* Ihre Aufgabe: Wie wird im Interview über Dreileben der Informationsaustausch mit der Verwaltung der Stadt bewertet?

Wo sehen Sie Handlungsbedarf?

In der Zusammenarbeit von Vereinen, Gruppen, Ortschaftsrat und Einzelpersonen, generell aller Bürger Dreilebens, mit der klaren Einstellung, dass es um Dreileben geht und nicht um persönliche Empfindlichkeiten.

Wie funktioniert die Zusammenarbeit mit der Verwaltung der Stadt und Ihren Amtskollegen?

Über die Verwaltung kann ich nicht klagen. Sicherlich gibt es immer Möglichkeiten, etwas zu verbessern, zumal es aufgrund der schwierigen Haushaltslage hin und wieder zu Meinungsverschiedenheiten kommt, allerdings ist der Informationsaustausch gut. Mit den Amtskollegen hatte ich noch nicht so die Möglichkeit mich auszutauschen, weiß allerdings auch über die Brisanz meiner Erscheinung als Neuling auf dem Terrain.

Welche Botschaft möchten Sie den Dreilebern mit auf den Weg geben?

Nutzt die Gunst der Stunde für Euch und unseren Ort! Kommt zu den Ortsratssitzungen, geht zur Bürgermeistersprechstunde, macht Euch Luft und Platz für Neues und lasst uns gemeinsam alles versuchen und dafür tun, damit Dreileben wieder eine Zukunft hat!

* Datensatz:
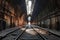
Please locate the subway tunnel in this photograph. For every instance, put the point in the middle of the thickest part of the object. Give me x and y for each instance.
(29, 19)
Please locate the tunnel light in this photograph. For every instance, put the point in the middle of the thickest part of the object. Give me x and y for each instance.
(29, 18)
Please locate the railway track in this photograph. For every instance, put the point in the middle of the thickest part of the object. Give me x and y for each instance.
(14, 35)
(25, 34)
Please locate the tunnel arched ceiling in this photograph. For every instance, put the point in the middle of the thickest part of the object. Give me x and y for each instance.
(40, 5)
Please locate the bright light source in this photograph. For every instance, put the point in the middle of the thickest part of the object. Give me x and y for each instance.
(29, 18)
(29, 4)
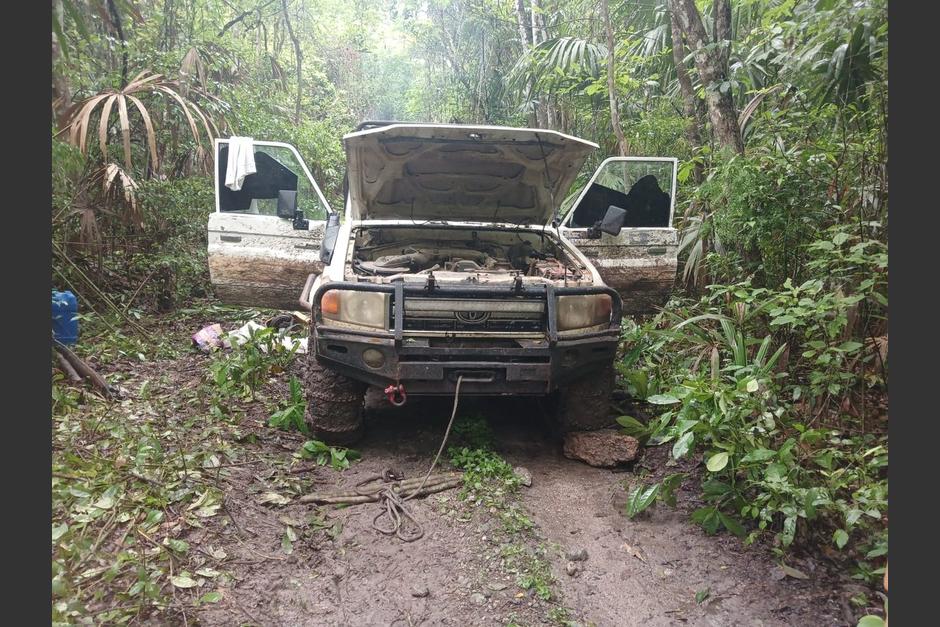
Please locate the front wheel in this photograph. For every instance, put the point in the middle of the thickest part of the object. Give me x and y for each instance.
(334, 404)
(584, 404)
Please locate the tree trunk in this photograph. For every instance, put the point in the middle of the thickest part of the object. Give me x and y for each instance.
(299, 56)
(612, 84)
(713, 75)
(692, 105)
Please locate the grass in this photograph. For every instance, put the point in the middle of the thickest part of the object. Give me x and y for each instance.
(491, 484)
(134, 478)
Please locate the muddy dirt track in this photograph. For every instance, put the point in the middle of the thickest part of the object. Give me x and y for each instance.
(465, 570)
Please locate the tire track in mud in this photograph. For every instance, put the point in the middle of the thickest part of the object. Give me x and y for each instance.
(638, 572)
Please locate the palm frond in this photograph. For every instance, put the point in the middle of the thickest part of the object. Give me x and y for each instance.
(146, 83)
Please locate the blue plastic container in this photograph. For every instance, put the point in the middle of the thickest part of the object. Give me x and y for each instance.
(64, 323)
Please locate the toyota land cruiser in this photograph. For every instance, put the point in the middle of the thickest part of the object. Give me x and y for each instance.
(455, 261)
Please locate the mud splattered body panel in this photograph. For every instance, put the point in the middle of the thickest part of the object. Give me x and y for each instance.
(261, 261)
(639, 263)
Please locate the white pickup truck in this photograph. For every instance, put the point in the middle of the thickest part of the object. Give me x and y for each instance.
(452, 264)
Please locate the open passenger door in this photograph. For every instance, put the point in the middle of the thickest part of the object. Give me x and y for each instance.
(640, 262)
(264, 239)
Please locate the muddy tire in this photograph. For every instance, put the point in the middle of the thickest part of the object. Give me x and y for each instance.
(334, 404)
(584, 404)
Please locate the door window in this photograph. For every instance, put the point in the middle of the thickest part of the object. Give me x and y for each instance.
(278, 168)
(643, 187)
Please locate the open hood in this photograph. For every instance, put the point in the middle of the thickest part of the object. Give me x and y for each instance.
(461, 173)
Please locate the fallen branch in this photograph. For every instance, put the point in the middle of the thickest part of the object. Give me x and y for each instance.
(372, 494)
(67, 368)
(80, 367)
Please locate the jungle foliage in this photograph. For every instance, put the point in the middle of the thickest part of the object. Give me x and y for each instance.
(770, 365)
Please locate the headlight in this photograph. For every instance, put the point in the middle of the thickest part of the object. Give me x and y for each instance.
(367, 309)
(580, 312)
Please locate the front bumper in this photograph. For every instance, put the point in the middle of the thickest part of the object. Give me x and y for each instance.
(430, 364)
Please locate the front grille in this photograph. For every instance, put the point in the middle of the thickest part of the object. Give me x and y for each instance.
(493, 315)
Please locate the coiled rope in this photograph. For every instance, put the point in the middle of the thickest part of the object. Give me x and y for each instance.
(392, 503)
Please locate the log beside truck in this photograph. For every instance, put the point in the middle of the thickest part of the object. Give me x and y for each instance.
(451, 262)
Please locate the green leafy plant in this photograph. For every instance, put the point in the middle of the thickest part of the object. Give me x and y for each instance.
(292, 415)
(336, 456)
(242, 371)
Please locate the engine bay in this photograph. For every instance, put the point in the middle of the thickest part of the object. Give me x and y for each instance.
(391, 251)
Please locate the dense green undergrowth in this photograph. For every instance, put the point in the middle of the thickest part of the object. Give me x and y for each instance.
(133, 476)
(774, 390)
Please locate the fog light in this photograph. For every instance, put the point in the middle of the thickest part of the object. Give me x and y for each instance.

* Korrekte Antwort: Der Informationsaustausch mit der Verwaltung wird als gut bewertet.